WHAT TO DO: For the word "garlic", work out how many lines in the records below contain it and state that count alone.

MATERIAL PROVIDED:
[Start of section]
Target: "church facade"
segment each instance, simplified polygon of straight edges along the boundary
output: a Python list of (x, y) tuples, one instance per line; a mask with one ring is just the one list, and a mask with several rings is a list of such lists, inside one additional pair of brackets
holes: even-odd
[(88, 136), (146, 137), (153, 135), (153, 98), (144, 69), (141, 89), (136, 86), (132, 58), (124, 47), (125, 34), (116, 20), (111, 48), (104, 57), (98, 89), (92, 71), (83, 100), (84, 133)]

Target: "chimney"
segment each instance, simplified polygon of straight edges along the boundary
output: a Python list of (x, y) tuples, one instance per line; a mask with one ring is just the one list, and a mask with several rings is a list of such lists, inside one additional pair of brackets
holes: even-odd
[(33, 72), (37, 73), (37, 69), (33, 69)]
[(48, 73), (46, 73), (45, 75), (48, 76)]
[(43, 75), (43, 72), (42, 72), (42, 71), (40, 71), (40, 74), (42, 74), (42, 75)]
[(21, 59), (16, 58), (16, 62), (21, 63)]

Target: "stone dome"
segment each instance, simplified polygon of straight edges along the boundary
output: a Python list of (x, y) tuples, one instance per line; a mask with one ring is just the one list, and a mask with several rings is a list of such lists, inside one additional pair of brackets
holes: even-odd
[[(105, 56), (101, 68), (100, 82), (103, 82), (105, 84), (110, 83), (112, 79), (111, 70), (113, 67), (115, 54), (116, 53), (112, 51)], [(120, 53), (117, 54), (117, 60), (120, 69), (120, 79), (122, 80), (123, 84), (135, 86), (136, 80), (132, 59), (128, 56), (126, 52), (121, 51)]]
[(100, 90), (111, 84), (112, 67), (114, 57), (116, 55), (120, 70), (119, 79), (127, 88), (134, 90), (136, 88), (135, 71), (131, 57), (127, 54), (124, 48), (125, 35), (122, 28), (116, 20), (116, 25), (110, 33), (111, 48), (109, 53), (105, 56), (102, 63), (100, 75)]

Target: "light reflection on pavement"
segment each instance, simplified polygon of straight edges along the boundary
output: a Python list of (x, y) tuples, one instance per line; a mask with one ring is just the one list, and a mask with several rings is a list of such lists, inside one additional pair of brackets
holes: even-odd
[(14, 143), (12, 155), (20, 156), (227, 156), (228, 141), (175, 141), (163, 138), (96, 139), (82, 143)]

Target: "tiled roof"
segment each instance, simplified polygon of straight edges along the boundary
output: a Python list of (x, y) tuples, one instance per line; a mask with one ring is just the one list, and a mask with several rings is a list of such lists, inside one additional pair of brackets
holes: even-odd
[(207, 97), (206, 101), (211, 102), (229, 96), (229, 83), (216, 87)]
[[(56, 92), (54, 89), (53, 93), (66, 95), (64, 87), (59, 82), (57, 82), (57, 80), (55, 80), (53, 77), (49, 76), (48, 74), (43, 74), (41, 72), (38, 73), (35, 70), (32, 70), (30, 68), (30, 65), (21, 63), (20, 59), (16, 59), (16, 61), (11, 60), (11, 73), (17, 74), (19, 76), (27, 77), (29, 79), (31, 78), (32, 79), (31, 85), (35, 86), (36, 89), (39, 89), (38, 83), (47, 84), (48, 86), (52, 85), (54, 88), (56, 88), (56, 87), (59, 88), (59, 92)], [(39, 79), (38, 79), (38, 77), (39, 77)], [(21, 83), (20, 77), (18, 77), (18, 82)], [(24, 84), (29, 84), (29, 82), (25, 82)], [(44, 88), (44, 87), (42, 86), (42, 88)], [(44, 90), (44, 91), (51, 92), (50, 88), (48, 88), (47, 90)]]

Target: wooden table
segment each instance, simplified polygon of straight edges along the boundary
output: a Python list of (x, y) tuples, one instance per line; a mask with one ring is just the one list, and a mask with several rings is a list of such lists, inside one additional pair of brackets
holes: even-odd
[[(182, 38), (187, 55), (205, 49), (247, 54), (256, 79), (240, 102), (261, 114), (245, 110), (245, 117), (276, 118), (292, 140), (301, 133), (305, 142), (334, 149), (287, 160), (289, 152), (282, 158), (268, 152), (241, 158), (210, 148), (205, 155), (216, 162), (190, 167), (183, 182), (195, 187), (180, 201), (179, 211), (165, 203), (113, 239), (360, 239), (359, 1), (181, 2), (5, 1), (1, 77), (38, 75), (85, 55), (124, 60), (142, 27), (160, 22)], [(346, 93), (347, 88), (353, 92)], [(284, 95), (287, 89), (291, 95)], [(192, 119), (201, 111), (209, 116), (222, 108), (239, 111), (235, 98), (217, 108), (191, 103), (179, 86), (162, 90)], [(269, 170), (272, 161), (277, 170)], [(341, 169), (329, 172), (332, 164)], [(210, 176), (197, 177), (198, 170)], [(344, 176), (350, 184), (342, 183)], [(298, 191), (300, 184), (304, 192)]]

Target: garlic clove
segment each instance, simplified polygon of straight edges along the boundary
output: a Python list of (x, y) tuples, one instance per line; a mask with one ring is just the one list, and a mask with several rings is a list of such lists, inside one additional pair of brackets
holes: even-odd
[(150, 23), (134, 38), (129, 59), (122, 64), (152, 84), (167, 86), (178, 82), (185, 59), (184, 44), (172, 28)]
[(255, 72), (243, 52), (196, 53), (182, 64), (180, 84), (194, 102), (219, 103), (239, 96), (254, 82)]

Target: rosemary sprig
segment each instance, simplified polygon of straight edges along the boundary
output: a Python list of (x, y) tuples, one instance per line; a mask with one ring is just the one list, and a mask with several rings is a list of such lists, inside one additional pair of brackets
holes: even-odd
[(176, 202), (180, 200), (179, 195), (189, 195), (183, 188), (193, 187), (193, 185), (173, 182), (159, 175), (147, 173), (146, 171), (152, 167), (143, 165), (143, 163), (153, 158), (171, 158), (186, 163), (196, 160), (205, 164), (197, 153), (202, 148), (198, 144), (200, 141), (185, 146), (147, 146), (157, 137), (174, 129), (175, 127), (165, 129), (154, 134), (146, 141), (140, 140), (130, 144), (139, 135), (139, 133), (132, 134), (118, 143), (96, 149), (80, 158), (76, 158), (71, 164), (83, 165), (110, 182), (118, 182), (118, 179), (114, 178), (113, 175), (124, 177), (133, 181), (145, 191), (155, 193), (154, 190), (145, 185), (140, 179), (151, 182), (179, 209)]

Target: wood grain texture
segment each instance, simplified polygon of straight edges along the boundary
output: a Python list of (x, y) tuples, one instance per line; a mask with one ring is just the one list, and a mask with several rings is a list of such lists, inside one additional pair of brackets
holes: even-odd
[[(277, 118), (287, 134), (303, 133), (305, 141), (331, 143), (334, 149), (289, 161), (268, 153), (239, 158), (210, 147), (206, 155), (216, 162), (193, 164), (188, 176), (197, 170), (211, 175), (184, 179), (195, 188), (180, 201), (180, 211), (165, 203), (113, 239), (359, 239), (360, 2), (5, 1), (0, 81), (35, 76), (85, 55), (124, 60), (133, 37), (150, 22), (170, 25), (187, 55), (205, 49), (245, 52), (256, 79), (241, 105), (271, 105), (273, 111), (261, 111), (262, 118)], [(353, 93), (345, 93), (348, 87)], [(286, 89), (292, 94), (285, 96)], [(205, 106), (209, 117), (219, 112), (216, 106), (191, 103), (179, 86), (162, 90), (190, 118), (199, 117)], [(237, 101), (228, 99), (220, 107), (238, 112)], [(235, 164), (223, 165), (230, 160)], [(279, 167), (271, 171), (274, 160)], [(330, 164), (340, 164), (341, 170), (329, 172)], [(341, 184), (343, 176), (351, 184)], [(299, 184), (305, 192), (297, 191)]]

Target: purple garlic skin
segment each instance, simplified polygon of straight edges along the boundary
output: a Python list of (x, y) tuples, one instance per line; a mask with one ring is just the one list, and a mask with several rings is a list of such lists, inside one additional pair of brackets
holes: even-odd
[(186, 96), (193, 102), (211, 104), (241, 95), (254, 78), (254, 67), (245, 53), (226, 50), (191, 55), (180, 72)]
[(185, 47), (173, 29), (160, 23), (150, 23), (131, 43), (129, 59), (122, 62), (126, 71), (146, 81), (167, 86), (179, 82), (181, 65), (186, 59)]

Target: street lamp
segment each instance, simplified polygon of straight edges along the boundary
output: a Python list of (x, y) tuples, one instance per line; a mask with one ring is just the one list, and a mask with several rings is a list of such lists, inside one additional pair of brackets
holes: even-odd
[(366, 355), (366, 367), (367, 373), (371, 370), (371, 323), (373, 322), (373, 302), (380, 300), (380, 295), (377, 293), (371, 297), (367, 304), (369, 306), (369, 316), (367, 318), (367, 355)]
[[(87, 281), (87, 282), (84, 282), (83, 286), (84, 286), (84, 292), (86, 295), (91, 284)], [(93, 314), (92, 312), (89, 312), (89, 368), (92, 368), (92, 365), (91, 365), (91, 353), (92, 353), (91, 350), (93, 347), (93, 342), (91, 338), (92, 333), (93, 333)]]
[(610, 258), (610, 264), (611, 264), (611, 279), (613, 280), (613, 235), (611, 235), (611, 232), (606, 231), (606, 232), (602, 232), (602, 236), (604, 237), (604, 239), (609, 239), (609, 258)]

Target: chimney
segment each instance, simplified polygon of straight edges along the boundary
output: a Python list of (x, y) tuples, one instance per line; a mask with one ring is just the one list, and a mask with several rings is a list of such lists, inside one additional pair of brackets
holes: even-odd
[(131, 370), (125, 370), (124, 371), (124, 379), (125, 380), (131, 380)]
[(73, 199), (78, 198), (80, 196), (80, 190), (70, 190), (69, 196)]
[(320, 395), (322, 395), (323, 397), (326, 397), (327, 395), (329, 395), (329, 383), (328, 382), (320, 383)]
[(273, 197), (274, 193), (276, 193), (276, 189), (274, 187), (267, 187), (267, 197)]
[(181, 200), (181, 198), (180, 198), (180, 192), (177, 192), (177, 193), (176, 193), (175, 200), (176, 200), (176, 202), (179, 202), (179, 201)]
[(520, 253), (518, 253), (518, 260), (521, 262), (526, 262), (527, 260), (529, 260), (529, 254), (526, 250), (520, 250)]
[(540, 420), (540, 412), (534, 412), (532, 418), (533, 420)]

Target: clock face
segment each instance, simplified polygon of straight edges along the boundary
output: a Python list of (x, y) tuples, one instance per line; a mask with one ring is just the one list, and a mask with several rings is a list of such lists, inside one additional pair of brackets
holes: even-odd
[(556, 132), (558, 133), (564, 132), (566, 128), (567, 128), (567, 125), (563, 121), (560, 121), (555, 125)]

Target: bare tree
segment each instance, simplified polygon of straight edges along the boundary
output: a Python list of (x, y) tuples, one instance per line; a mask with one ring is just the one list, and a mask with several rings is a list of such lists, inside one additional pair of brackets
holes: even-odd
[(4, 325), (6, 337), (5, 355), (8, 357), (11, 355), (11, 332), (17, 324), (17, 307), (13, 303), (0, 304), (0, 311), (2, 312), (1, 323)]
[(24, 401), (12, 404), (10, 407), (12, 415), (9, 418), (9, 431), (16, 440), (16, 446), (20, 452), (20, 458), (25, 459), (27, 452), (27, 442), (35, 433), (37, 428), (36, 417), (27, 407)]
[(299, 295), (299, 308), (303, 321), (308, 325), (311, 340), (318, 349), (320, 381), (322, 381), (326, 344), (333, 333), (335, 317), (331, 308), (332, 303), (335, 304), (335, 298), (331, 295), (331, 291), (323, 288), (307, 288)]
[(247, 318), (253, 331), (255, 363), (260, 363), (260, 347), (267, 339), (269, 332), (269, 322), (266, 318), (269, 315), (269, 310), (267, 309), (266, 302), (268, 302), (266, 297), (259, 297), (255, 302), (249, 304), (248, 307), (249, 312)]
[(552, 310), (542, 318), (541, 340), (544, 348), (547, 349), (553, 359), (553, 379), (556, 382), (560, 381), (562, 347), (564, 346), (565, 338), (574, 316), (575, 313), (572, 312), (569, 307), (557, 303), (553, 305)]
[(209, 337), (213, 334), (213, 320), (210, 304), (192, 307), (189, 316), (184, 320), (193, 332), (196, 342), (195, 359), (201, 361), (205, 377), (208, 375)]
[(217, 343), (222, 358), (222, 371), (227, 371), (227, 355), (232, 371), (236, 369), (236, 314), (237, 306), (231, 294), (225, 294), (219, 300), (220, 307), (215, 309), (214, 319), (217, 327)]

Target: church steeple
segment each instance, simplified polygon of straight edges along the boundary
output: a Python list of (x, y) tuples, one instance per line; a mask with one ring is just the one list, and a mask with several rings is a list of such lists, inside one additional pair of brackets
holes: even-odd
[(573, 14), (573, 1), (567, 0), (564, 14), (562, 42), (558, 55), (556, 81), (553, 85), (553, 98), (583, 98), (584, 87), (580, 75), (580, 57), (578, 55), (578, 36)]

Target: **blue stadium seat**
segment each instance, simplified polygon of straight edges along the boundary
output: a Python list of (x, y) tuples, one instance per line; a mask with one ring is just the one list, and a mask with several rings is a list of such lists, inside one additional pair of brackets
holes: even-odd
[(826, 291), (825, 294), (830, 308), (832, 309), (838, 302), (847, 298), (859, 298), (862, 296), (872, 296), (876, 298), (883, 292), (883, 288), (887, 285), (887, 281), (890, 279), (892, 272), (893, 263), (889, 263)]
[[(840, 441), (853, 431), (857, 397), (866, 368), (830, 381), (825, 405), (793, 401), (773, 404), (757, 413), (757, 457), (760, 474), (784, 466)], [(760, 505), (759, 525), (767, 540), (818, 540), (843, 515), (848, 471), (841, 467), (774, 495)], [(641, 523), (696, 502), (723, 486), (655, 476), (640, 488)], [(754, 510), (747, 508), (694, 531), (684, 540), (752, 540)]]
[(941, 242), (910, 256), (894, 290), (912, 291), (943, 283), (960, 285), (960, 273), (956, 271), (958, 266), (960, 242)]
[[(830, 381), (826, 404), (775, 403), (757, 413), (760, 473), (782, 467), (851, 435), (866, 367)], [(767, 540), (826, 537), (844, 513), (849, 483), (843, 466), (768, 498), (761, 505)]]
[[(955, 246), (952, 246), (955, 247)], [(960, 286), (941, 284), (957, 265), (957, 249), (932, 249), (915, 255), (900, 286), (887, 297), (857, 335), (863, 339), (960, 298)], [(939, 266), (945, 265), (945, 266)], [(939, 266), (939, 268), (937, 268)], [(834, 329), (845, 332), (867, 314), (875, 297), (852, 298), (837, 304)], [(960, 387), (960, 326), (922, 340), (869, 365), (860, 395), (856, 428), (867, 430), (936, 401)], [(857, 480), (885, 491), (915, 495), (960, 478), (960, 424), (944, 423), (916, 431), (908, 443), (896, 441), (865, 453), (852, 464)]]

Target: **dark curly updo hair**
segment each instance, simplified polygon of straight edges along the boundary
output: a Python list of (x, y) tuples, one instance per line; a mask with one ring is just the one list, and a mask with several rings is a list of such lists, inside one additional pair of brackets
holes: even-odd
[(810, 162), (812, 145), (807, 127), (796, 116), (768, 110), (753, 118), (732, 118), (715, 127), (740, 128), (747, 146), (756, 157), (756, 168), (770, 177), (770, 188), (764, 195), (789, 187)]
[End of section]
RESPONSE BELOW: 2